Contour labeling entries
>> START
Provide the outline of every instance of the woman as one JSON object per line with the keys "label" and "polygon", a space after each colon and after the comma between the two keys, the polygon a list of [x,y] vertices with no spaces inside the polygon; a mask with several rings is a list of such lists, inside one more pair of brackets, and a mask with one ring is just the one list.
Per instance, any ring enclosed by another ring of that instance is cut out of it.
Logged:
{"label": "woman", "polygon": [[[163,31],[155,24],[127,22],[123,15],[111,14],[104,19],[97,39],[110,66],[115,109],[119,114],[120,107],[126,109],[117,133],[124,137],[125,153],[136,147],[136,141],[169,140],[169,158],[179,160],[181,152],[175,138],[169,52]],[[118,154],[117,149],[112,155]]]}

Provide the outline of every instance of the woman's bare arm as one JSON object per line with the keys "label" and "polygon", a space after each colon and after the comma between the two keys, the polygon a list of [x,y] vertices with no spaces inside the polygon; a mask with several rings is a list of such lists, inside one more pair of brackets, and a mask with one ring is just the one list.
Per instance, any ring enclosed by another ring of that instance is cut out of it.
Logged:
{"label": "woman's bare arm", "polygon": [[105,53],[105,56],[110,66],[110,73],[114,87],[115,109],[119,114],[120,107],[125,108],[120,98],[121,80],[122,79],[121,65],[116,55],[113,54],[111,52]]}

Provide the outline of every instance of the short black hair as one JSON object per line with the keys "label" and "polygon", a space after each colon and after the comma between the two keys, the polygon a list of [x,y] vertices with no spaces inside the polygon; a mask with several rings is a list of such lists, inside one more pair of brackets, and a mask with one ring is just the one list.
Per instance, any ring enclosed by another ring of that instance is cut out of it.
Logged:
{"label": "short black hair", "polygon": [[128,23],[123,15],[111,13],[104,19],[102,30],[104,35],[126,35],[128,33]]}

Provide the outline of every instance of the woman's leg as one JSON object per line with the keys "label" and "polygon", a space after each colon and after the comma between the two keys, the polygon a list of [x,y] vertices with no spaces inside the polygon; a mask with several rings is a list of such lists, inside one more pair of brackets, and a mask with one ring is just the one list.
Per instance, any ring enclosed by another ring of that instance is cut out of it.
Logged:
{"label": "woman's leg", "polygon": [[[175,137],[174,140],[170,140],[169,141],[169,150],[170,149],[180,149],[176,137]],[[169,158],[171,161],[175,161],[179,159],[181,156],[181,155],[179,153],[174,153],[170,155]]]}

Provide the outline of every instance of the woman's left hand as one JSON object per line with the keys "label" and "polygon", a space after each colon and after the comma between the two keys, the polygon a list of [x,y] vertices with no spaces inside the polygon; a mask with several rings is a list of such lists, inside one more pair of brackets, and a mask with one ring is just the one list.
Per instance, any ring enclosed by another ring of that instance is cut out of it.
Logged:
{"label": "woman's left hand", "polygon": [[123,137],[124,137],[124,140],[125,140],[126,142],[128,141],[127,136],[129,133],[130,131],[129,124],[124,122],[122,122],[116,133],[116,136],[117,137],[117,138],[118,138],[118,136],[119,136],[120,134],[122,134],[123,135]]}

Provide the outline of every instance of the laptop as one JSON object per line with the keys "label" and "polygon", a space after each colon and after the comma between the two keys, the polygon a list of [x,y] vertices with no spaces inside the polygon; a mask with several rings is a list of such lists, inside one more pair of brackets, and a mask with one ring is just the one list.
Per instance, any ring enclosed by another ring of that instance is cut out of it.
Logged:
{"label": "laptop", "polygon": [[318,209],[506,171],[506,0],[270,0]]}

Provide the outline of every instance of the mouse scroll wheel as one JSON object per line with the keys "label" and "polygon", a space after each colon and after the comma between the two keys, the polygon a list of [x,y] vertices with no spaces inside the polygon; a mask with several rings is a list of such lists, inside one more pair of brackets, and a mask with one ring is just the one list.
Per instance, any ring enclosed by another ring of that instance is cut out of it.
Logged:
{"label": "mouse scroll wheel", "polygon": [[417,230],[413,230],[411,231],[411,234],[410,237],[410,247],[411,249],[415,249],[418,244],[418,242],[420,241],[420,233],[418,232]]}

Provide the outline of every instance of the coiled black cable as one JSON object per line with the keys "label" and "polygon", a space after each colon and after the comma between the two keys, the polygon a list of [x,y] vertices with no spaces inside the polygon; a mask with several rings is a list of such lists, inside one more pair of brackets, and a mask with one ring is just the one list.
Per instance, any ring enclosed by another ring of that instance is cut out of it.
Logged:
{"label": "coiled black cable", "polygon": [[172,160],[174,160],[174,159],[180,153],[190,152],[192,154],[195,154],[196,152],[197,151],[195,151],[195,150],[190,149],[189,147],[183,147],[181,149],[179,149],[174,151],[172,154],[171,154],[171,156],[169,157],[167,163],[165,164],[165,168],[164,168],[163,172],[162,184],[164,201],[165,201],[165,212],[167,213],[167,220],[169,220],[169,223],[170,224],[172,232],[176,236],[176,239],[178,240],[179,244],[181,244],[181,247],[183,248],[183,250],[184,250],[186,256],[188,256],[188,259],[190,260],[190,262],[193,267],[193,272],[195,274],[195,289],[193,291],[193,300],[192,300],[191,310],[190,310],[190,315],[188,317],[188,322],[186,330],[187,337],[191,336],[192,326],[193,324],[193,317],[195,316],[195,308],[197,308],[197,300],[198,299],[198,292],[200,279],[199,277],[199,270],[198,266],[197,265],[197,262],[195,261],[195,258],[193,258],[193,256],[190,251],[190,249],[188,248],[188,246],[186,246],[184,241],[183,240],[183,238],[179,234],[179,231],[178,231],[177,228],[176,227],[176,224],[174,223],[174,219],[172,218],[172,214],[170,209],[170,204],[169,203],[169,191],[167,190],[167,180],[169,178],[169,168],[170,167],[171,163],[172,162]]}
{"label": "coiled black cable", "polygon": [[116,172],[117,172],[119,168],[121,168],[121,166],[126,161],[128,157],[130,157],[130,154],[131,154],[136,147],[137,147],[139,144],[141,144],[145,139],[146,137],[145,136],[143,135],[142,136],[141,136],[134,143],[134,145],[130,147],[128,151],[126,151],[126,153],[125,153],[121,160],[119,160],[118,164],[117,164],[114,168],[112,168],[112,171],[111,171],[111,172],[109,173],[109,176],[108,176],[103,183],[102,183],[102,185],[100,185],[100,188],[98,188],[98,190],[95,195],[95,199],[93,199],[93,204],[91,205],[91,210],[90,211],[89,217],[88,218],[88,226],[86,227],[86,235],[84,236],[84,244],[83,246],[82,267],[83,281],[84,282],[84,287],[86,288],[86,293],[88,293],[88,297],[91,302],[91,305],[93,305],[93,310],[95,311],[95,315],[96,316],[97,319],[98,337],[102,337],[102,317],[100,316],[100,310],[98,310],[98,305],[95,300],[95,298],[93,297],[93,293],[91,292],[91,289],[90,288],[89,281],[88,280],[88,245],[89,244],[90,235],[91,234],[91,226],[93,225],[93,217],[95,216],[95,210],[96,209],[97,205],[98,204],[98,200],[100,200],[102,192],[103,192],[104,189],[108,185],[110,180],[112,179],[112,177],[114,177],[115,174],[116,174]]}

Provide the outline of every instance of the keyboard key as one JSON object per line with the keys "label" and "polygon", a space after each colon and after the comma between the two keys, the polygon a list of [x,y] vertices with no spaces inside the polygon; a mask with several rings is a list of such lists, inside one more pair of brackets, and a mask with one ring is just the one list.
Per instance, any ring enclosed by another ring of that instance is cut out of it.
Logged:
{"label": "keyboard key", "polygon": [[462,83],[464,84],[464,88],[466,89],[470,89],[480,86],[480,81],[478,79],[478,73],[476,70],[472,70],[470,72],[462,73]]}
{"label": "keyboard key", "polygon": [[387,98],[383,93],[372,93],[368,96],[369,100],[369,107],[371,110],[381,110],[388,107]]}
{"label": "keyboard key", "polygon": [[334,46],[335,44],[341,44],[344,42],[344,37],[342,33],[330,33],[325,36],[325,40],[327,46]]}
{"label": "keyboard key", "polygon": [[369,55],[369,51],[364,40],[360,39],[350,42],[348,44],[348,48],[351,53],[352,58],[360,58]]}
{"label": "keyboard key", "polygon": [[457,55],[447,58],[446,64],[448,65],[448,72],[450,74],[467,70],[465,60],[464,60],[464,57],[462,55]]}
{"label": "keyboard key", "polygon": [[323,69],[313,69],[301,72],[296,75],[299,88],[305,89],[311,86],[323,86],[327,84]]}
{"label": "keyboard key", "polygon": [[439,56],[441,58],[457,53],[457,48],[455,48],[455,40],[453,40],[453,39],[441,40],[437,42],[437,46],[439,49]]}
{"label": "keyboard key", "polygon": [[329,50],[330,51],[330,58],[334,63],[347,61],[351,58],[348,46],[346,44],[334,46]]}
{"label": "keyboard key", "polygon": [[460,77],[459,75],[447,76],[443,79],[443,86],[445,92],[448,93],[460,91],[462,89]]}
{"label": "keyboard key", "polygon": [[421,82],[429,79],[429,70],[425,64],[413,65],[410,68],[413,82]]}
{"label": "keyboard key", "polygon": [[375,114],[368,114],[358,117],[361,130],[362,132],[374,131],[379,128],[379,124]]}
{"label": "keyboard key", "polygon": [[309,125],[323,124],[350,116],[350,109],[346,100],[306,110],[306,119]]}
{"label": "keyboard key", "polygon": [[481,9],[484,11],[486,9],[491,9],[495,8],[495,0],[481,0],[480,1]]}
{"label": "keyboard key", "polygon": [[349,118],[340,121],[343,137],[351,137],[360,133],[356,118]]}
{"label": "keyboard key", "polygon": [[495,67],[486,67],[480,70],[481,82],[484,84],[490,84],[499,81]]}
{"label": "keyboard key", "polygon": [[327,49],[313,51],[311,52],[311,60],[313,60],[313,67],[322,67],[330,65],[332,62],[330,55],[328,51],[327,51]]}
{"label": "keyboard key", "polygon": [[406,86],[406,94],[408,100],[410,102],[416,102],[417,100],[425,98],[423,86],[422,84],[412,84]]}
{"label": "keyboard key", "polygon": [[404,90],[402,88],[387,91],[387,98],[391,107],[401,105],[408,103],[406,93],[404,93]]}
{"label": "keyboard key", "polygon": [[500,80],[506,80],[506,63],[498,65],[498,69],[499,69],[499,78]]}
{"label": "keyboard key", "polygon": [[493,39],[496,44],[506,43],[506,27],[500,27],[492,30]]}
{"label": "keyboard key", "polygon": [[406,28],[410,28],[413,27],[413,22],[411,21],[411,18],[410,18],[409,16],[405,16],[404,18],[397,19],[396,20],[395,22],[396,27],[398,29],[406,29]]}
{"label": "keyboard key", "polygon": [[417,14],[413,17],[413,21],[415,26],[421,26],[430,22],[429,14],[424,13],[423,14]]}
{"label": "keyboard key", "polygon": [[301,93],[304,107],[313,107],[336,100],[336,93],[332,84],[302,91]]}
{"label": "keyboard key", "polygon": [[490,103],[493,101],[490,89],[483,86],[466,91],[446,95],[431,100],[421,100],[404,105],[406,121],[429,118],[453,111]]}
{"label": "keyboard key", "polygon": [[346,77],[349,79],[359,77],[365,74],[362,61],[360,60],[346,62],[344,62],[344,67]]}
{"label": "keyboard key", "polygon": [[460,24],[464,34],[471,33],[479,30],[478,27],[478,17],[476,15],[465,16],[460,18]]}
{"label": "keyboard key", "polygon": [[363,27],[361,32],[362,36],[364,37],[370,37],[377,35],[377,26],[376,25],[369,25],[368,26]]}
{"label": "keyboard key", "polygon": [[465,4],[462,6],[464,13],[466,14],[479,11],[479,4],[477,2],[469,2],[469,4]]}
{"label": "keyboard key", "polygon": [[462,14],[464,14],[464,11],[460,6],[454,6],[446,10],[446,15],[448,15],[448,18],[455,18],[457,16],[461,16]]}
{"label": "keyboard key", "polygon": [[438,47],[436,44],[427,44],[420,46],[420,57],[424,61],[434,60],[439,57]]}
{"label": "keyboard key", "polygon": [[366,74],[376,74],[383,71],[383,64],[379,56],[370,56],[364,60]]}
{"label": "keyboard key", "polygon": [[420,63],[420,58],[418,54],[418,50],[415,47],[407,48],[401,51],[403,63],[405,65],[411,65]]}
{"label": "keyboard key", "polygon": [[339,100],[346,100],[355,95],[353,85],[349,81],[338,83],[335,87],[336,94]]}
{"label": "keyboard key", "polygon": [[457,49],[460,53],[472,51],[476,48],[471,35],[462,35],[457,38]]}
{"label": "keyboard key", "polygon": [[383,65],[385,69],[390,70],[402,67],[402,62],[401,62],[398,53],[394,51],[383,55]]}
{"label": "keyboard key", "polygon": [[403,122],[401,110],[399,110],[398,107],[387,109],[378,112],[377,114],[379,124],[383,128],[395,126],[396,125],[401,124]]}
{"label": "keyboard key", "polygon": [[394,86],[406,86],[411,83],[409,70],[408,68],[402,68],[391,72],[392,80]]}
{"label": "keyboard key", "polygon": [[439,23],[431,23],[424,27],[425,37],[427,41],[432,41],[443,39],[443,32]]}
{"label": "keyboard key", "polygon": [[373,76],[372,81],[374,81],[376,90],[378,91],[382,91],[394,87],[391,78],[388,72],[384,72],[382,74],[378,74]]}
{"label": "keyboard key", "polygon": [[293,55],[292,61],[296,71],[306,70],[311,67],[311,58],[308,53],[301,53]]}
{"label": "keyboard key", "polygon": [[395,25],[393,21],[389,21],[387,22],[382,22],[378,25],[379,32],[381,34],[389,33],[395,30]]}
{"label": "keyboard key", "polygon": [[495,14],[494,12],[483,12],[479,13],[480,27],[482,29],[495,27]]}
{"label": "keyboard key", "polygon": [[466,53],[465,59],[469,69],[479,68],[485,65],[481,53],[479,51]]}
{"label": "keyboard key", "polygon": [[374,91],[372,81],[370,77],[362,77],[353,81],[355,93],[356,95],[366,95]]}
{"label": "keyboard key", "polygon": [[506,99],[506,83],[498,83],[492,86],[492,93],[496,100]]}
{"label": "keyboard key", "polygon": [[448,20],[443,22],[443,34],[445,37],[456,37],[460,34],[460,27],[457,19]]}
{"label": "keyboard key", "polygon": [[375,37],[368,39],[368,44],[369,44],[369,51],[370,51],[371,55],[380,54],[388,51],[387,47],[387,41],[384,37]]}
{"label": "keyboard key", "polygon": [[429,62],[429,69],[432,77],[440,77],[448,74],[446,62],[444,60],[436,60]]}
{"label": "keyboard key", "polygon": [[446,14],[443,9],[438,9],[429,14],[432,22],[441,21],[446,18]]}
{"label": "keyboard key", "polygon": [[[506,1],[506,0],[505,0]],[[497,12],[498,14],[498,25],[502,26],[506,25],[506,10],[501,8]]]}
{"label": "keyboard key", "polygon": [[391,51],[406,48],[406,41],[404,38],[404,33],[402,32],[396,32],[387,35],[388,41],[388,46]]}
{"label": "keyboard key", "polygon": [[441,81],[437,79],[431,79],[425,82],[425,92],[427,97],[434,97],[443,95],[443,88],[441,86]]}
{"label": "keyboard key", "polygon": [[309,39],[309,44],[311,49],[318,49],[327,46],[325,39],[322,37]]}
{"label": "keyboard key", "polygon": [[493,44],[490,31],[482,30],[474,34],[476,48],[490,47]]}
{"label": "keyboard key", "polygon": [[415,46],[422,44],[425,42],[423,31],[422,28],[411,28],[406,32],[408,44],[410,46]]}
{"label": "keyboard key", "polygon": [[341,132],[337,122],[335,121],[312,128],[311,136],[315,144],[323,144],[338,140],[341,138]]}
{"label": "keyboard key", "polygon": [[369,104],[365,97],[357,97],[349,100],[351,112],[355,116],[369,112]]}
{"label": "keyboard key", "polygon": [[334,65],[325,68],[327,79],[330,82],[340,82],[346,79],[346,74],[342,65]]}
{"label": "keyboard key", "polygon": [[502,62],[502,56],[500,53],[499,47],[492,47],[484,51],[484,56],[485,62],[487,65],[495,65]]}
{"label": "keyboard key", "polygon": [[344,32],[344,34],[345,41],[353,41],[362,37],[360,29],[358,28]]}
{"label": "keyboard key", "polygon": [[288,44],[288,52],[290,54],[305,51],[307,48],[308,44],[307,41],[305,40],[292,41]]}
>> END
**Instruction:** List, in full, every line of the data above that contains the word "bare".

**Written answer:**
Provide the outline of every instance of the woman's bare arm as one JSON object per line with the keys "label" and "polygon", a space after each colon and after the comma between the two keys, the polygon a list of [x,y] vertices with no spaces inside the polygon; a mask with several rings is a list of such lists, inside one more pair of brackets, and a mask with one ring is just the one list.
{"label": "woman's bare arm", "polygon": [[105,53],[105,56],[110,66],[110,73],[114,87],[115,109],[119,114],[120,107],[125,108],[120,98],[121,80],[122,79],[121,65],[116,55],[113,54],[111,52]]}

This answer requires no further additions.